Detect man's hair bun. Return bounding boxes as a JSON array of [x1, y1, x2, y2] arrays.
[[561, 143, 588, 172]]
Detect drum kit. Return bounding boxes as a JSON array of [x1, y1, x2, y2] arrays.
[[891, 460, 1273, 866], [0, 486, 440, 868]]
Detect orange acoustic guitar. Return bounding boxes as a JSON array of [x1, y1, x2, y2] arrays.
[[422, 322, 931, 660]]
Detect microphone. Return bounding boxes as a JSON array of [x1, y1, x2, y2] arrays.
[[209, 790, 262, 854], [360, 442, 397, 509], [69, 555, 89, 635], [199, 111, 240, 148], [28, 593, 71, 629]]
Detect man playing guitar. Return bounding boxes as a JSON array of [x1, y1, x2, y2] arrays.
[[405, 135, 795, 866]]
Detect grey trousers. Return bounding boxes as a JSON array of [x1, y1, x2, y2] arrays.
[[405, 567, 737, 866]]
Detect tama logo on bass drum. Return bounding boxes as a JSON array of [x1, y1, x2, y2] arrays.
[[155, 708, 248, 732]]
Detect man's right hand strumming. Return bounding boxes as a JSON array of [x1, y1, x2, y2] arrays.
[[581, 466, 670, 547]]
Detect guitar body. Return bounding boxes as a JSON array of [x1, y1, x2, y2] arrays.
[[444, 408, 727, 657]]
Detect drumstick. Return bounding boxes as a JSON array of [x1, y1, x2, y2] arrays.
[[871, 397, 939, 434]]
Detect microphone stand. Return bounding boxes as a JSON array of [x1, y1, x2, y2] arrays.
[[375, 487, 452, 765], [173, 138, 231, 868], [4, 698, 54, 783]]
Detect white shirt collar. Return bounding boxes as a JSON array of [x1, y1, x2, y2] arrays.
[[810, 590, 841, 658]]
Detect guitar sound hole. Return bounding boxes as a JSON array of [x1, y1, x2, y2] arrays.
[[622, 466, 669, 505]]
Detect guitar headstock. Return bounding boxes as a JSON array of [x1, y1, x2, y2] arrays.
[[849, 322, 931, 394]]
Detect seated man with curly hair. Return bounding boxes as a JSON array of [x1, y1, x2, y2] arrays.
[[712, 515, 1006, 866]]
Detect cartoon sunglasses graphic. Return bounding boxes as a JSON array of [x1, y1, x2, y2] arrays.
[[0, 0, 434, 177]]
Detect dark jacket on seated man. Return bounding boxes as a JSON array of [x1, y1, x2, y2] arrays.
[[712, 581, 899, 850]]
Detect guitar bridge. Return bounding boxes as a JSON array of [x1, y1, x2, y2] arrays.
++++
(TRY IT):
Set down the lines from the one with "Detect grey trousers." through the end of the data above. Keep each exactly as written and add no other line.

(WORKED SOLUTION):
Detect grey trousers. Return bounding boxes as a JSON array of [x1, y1, x2, y2] arrays.
[[405, 567, 737, 866]]
Detect tama logo on bass drum. Return bounding boxes as a JSON array of [x1, y1, x2, y2] arrays.
[[155, 708, 248, 732]]
Detect man's right hand strumming. Return bounding boxes as a JSON array of [x1, y1, x2, y2] arrays.
[[581, 466, 670, 547]]
Detect guitar body. Return bounding boxes as a JSON array of [x1, y1, x2, y2] arrays.
[[444, 408, 727, 657]]
Detect drumstick. Return bounding boxes as a JSON array of [x1, y1, x2, y2] arrays.
[[871, 397, 939, 434]]
Detect microphone stand. Return bounding boxes as a JSON array of [x1, y1, x2, y2] arrays.
[[375, 487, 452, 765], [173, 138, 231, 868], [4, 698, 54, 783]]
Detect white shirt collar. Return bounding boxes as a JSON array of [x1, y1, x2, y2] arrays.
[[810, 590, 841, 658]]
Detect guitar sound hole. Return bounding boxes as a JSON array of [x1, y1, x2, y2] arrays.
[[622, 466, 669, 505]]
Detect guitar headstock. Return bounding boxes as a JSON array of [x1, y1, x2, y2] arrays.
[[849, 322, 931, 394]]
Detect seated man with curly hair. Return bounding boxes as a JSON array of [x1, y1, x2, y2] arrays.
[[712, 515, 1006, 866]]
Detect cartoon sunglasses graphic. Return bounding boxes as a JSON array of [x1, y1, x2, y2] arrays.
[[0, 0, 434, 177]]
Detect dark jacket on seated man. Return bounding boxes as a JSON array of [x1, y1, x2, y2] arrays.
[[712, 581, 899, 850]]
Detect guitar bridge. Return bounding boxes as a JSON array of [x1, y1, x2, y2] arrays.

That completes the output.